▸ What is being asked:
Reproduce the records below in full, substituting "wooden shelf" for "white shelf" and leaving everything else unchanged.

▸ Recorded data:
◇ ◇ ◇ ◇
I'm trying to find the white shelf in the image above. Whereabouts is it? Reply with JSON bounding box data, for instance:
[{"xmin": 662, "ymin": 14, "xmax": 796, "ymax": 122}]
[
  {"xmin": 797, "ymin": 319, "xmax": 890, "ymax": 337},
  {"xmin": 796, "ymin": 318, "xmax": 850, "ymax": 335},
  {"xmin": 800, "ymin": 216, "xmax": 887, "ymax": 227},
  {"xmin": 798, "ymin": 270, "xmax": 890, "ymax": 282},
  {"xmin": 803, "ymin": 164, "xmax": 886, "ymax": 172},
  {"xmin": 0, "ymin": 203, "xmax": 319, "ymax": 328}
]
◇ ◇ ◇ ◇
▸ Response:
I'm trying to find the wooden shelf in the image above. Whereabouts is it? Reply with JSON bounding box data, for instance:
[{"xmin": 662, "ymin": 14, "xmax": 796, "ymax": 122}]
[
  {"xmin": 797, "ymin": 319, "xmax": 890, "ymax": 337},
  {"xmin": 796, "ymin": 318, "xmax": 850, "ymax": 335},
  {"xmin": 800, "ymin": 216, "xmax": 887, "ymax": 227},
  {"xmin": 798, "ymin": 270, "xmax": 890, "ymax": 282},
  {"xmin": 803, "ymin": 164, "xmax": 886, "ymax": 172},
  {"xmin": 0, "ymin": 203, "xmax": 319, "ymax": 328}
]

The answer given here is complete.